Excerpt provided START
On January 18, 2024 the city of Anthony board of trustees passed a resolution of "no confidence" against its mayor and Doña Ana County commissioner Diana Murillo. The board concluded that she was mismanaging city funds and that her administration was "a detriment to the well-being of the city, its residents and city employees.". In March 2024, Murillo was ordered to repay $24,000 of taxpayers funds she used for a personal legal battle. In October, Murillo faced further backlash for allegedly leaving the city without legal council for months.

==Geography==

According to the United States Census Bureau, the CDP has a total area of 3.9 sqmi, all land.

==Demographics==

The city is part of the El Paso–Las Cruces combined statistical area.

Historical population
| Census | Pop. | Note | %± |
| 2010 | 9,360 |  | — |
| 2020 | 8,693 |  | −7.1% |
U.S. Decennial Census

===2020 census===
As of the 2020 census, Anthony had a population of 8,693. The median age was 31.1 years. 29.8% of residents were under the age of 18 and 12.1% were 65 years of age or older. For every 100 females there were 88.9 males, and for every 100 females age 18 and over there were 81.2 males age 18 and over.

99.0% of residents lived in urban areas, while 1.0% lived in rural areas.
Excerpt provided END
### Work to complete
1. Answer these from the text about Anthony:
(a) How much money was Murillo ordered to repay in March 2024?
(b) What was the median age in the 2020 census?
(c) What percentage of residents lived in urban areas?
2. Reproduce the text about Anthony from "According to the" up to and including "combined statistical area.", unchanged.
Data for review START
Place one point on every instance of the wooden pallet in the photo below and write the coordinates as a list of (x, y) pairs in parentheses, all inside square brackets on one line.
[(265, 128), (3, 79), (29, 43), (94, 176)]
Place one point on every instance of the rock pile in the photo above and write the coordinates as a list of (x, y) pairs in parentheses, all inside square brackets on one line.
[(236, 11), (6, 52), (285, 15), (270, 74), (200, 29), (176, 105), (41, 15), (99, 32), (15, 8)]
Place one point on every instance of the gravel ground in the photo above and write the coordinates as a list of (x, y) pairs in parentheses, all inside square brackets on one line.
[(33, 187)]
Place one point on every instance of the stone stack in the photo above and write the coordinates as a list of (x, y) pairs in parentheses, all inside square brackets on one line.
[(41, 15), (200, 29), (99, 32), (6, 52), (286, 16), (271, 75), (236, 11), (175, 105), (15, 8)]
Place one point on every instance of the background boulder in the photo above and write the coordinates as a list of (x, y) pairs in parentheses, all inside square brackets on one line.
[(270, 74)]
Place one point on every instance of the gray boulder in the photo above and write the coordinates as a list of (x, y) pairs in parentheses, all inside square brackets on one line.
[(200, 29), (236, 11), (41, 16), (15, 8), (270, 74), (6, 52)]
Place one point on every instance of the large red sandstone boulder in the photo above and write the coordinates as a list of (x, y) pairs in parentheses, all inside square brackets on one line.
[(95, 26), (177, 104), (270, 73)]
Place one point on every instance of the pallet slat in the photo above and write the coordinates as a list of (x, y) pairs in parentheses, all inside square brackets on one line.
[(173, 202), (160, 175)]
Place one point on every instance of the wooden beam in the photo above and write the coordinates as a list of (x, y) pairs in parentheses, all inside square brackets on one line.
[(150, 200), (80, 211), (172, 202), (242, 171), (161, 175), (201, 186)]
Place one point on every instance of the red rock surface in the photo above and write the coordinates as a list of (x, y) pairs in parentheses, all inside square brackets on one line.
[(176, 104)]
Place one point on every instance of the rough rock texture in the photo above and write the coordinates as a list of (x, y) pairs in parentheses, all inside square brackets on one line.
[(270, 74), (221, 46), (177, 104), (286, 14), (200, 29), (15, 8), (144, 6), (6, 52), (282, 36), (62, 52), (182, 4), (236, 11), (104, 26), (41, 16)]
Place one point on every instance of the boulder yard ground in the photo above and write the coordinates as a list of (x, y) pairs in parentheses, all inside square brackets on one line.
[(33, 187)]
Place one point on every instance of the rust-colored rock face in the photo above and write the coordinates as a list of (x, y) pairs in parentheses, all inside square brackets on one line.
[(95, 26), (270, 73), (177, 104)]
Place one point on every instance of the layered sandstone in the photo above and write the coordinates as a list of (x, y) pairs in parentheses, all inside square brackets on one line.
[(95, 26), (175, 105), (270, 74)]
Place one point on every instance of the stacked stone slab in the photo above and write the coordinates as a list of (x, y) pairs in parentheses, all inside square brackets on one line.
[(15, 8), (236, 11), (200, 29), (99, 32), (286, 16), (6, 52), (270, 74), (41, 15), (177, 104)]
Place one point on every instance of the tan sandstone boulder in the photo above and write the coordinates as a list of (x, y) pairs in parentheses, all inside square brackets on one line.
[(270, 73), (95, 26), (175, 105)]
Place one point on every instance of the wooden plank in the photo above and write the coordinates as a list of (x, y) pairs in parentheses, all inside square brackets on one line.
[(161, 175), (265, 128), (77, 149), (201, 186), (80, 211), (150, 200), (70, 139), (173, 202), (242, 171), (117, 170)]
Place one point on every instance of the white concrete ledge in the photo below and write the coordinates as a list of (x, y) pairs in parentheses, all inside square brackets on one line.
Data for review END
### Results for each task
1.
(a) $24,000
(b) 31.1 years
(c) 99.0%

2.
According to the United States Census Bureau, the CDP has a total area of 3.9 sqmi, all land.

==Demographics==

The city is part of the El Paso–Las Cruces combined statistical area.